(Dataset records about object locations)
◇ ◇ ◇ ◇ ◇ ◇ ◇

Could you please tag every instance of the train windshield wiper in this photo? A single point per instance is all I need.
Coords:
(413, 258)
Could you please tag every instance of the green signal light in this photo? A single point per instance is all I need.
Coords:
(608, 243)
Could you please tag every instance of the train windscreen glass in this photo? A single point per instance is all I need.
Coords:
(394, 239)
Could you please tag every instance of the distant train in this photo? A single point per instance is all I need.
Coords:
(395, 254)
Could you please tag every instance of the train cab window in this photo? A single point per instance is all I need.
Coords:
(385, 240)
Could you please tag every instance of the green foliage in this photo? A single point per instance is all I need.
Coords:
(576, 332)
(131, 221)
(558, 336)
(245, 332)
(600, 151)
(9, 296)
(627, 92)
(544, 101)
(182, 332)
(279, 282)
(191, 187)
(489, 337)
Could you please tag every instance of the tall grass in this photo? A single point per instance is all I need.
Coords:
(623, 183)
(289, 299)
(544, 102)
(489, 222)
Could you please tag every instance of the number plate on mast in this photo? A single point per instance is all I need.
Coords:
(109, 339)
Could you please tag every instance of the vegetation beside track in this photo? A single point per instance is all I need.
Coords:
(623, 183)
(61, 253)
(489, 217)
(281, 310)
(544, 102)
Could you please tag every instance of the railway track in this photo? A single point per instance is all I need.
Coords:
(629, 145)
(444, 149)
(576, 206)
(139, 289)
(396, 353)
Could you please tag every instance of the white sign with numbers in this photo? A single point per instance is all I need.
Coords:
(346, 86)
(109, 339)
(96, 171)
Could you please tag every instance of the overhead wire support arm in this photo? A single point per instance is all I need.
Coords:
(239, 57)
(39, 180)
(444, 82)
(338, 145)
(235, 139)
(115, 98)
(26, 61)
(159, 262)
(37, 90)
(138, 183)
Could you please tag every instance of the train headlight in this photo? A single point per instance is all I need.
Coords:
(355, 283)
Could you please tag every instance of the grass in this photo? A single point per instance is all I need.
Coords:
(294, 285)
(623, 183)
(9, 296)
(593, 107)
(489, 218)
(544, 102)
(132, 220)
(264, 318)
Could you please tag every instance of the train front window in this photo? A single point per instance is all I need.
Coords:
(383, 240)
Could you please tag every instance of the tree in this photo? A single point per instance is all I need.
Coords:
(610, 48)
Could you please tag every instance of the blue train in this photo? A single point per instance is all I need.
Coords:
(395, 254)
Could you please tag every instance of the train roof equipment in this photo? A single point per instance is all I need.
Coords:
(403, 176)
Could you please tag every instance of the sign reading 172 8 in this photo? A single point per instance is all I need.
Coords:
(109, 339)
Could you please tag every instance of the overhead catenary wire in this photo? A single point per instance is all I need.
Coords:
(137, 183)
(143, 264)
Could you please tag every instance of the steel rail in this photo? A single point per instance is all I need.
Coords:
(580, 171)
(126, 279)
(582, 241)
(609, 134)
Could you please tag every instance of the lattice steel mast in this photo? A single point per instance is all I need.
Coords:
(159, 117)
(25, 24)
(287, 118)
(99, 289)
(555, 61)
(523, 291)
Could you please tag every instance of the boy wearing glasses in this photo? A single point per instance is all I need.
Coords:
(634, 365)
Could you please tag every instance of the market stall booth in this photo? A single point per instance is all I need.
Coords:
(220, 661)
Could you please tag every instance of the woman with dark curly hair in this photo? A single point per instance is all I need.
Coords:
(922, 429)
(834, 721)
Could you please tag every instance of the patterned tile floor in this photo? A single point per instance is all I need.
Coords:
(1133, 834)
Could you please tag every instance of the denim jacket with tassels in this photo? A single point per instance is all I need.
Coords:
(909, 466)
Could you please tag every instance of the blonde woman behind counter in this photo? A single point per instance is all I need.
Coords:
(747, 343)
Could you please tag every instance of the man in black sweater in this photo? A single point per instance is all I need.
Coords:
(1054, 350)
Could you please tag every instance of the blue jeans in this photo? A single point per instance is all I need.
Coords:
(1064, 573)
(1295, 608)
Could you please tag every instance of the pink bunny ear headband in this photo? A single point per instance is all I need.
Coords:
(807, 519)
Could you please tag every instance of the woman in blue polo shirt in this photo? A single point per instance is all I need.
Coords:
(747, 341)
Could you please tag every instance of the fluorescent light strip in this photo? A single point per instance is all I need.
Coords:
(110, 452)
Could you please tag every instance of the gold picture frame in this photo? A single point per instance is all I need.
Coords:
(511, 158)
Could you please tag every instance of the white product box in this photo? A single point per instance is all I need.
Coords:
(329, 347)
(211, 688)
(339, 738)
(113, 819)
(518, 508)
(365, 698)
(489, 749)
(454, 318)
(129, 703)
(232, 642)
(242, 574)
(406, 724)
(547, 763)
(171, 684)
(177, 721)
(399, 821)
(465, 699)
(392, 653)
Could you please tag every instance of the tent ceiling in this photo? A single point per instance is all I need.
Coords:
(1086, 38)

◇ ◇ ◇ ◇ ◇ ◇ ◇

EXERCISE PROMPT
The whole listing above needs to be written out again exactly.

RESPONSE
Could you please tag every instance of the train windshield wiper in this photo? A single point per instance is all I need.
Coords:
(413, 258)
Could you please tag every instance of the green signal light in this photo? A single point per instance is all I need.
Coords:
(608, 243)
Could you please tag every instance of the train windscreen glass in this photo? A single point per instance is all I need.
Coords:
(394, 239)
Could you please tag every instance of the distant train in this photo? A single point per instance is all I need.
Coords:
(395, 254)
Could you please tag every instance of the train cab window in this photo? A single point per instance is all I need.
Coords:
(385, 240)
Could you please tag every instance of the green foliage in this photo? A single point per instance is all I need.
Coords:
(576, 332)
(131, 221)
(558, 336)
(245, 332)
(600, 151)
(9, 296)
(627, 92)
(544, 101)
(182, 332)
(279, 282)
(191, 187)
(489, 337)
Could you please tag every instance of the tall grass in this photo? A single point per instance is all I need.
Coords:
(623, 183)
(289, 299)
(544, 102)
(489, 222)
Could you please tag every instance of the number plate on mast in this photo? A single point per instance is all I need.
Coords:
(109, 339)
Could you please tag every instance of the vegetation beside track in this photo? A single point per instance is all I need.
Coords:
(623, 183)
(61, 253)
(489, 217)
(281, 310)
(544, 102)
Could you please tag every instance of the railway track in this photo? A single point per instance is all I need.
Coords:
(629, 145)
(444, 149)
(576, 206)
(139, 289)
(396, 353)
Could you please tag every instance of the white sign with numbers in this photo? A single point per instance is all I need.
Coords:
(346, 86)
(109, 339)
(96, 171)
Could you please tag every instance of the overhead wire support arm in this photo? A single point per instance is all I need.
Coords:
(239, 57)
(39, 180)
(444, 82)
(338, 145)
(235, 139)
(115, 98)
(26, 61)
(159, 262)
(37, 90)
(138, 183)
Could you please tag every instance of the train headlight in this photo? A single point per instance is all I need.
Coords:
(355, 283)
Could you please tag every instance of the grass in this photo? A single point per instance is all I need.
Coords:
(294, 285)
(623, 183)
(9, 296)
(593, 107)
(489, 218)
(544, 102)
(132, 220)
(264, 318)
Could you please tag every instance of the train front window in this photo? A single point per instance is all I need.
Coords:
(383, 240)
Could you please tag every instance of the tree in this photo? A single point per instance is all I need.
Coords:
(610, 48)
Could you please tag every instance of the blue train in this photo? A single point per instance is all I need.
Coords:
(395, 254)
Could you please tag every instance of the train roof equipment in this photo? A single point per instance is all I need.
Coords:
(403, 176)
Could you please tag every instance of the sign reading 172 8 in this photo? A single point per instance is all I need.
Coords:
(109, 339)
Could you please tag every instance of the overhead catenary wire in this photo? A single point per instance is all I need.
Coords:
(137, 183)
(143, 264)
Could you please tag every instance of the steel rail in this photo? A single point per instance is all I need.
Coords:
(580, 171)
(126, 279)
(582, 241)
(609, 134)
Could you please tag every instance of the lattice steel mast in this photo? A single point per instance is all I need.
Coords:
(159, 117)
(25, 24)
(287, 118)
(99, 289)
(555, 61)
(523, 291)
Could you please tag every instance of the boy wearing glasses in this photo? A single point per instance is all I need.
Coords:
(634, 365)
Could you please tag every instance of the market stall booth in this photo? A single point per instance is all I need.
Coords:
(220, 661)
Could you please tag every instance of the woman with dark curly hair in this photo? A single point per instance is all I need.
Coords:
(922, 429)
(834, 721)
Could you please tag every instance of the patterned tile floor in this photo? A single point per instance is all I need.
Coords:
(1133, 834)
Could you please tag every instance of the denim jacket with tassels in this photo? A single point per instance is all I need.
Coords:
(909, 466)
Could you please tag every instance of the blonde woman behind counter in this photo? A single point per instance is all I need.
Coords:
(747, 343)
Could you please tag every instance of the man in black sweater in this photo? A single point per instance is all I need.
Coords:
(1054, 350)
Could you please tag every instance of the blue jeans in this photo? A single point per instance is all I need.
Coords:
(1064, 573)
(1295, 608)
Could you please tag every instance of the pink bunny ear headband in this photo? A single point per instance is all I need.
Coords:
(807, 519)
Could you please tag every instance of the woman in blue polo shirt in this photo? A single point per instance is all I need.
Coords:
(747, 341)
Could you please tag every instance of the fluorescent light strip in this photo? A single point per instance is all I need.
Coords:
(110, 452)
Could you please tag every instance of the gold picture frame in this photo? A single point per instance is all I need.
Coords:
(511, 158)
Could you please tag every instance of the white product box in this photo? A single point per instance is all I need.
Coords:
(329, 347)
(211, 688)
(339, 738)
(113, 819)
(518, 508)
(365, 698)
(489, 749)
(454, 318)
(129, 703)
(232, 642)
(242, 574)
(406, 724)
(547, 763)
(171, 684)
(177, 721)
(399, 821)
(465, 699)
(392, 653)
Could you please tag every instance of the tent ceiling in this photo? A single point per instance is all I need.
Coords:
(1086, 38)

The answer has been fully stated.